(Saved entries)
*****
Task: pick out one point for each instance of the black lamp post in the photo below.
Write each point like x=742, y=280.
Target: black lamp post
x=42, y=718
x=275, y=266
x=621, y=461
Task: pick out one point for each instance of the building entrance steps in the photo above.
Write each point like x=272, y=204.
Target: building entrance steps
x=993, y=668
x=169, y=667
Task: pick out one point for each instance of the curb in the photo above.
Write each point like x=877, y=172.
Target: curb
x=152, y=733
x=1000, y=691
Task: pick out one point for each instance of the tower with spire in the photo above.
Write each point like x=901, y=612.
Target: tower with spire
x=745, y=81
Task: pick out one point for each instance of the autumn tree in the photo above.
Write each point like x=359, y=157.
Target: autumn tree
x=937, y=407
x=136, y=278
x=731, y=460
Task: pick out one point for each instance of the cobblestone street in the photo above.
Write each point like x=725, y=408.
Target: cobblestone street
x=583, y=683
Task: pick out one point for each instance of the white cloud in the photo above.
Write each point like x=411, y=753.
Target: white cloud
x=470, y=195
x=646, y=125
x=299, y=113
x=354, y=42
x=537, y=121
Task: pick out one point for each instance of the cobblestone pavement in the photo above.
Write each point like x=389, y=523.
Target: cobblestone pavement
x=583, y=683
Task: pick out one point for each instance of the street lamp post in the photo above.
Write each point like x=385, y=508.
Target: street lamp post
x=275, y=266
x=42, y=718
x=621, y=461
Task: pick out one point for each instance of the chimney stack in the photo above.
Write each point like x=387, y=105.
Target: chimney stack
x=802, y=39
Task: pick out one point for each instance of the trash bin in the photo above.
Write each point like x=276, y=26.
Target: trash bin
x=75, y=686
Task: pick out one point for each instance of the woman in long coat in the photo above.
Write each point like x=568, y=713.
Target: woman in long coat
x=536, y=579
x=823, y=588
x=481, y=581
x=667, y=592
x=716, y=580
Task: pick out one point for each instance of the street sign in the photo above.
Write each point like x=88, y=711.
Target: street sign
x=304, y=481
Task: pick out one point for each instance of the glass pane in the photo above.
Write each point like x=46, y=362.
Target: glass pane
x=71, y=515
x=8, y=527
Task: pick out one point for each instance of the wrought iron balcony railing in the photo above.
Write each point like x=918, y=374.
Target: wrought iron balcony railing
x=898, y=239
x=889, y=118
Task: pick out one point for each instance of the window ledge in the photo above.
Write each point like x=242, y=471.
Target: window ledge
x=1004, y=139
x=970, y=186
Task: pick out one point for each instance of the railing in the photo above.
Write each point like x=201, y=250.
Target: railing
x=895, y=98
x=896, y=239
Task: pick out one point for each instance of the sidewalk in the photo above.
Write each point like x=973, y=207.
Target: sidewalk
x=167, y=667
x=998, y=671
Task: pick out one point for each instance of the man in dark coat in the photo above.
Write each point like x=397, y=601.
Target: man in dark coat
*****
- _What needs to be done_:
Copy out every one of the rows above, word for word and without any changes.

- _The result_:
Task: pick out one point for each instance of the black lamp post in the photo below.
Write each point like x=742, y=280.
Target: black lamp post
x=42, y=718
x=275, y=266
x=621, y=461
Task: pick out one point for each instance of the building entrance steps in the photo above.
Write each point like x=272, y=204.
Target: building entrance steps
x=993, y=668
x=169, y=667
Task: pick out one point for each instance of the curb in the photo above.
Write each point like x=877, y=172.
Target: curb
x=152, y=733
x=1000, y=691
Task: pick out one point for each instance of the tower with spire in the photo above.
Write each point like x=901, y=612.
Target: tower with spire
x=745, y=81
Task: pick out one point for each instance of the autumn tree in the photo above.
Write each point like x=359, y=157.
Target: autumn tree
x=937, y=407
x=136, y=278
x=731, y=460
Task: pick out one point for each instance of the cobblestone street in the photo above.
Write each point like x=725, y=408.
Target: cobblestone street
x=583, y=683
Task: pick out one point for each instance of the white cloud in the photo above.
Write each point like x=411, y=753.
Target: white cloud
x=470, y=195
x=646, y=125
x=299, y=113
x=354, y=42
x=537, y=121
Task: pick out one point for each instance of the cobblestone pavement in the photo above.
Write each point like x=389, y=523.
Target: cobblestone pavement
x=583, y=683
Task: pick out one point for each instance of the street lamp post in the photo above.
Write each point like x=385, y=508.
Target: street lamp post
x=275, y=266
x=42, y=718
x=621, y=461
Task: pick out one point for each instance of the chimney stack in the photo above.
Write each point like x=387, y=105.
Target: chimney stack
x=802, y=39
Task: pick out one point for each instance of the trash bin in the photo above.
Write each point like x=276, y=26.
Target: trash bin
x=75, y=686
Task: pick out one point for each instance of the woman in long coat in the photo above.
Write each point like x=568, y=713.
Target: woman in long coat
x=536, y=579
x=823, y=588
x=481, y=581
x=667, y=592
x=716, y=580
Task: pick out one point for each instance of the street sign in the photo above.
Write each point like x=88, y=711.
Target: street sign
x=304, y=481
Task: pick out one point for each instance of the glass pane in the photo above.
Write each point like x=46, y=362.
Target: glass pane
x=71, y=515
x=8, y=527
Task: pick out one point for each instance of the wrought iron balcony railing in the photo above.
Write each point like x=918, y=374.
Target: wrought iron balcony railing
x=898, y=239
x=889, y=118
Task: pick out one point for each instance of the window ledge in the photo above.
Write each point like x=242, y=471.
Target: window ledge
x=1004, y=139
x=970, y=186
Task: pick out one point for each instance of the railing in the photo above.
Write each point like x=201, y=250.
Target: railing
x=895, y=98
x=896, y=239
Task: pick out one point for each instance of the sidewalk in the photo above.
Write each point like x=973, y=207.
Target: sidewalk
x=167, y=667
x=998, y=671
Task: pick out one point for each instance of the man in dark coat in the photo above.
Write each point like x=397, y=601.
Target: man in dark coat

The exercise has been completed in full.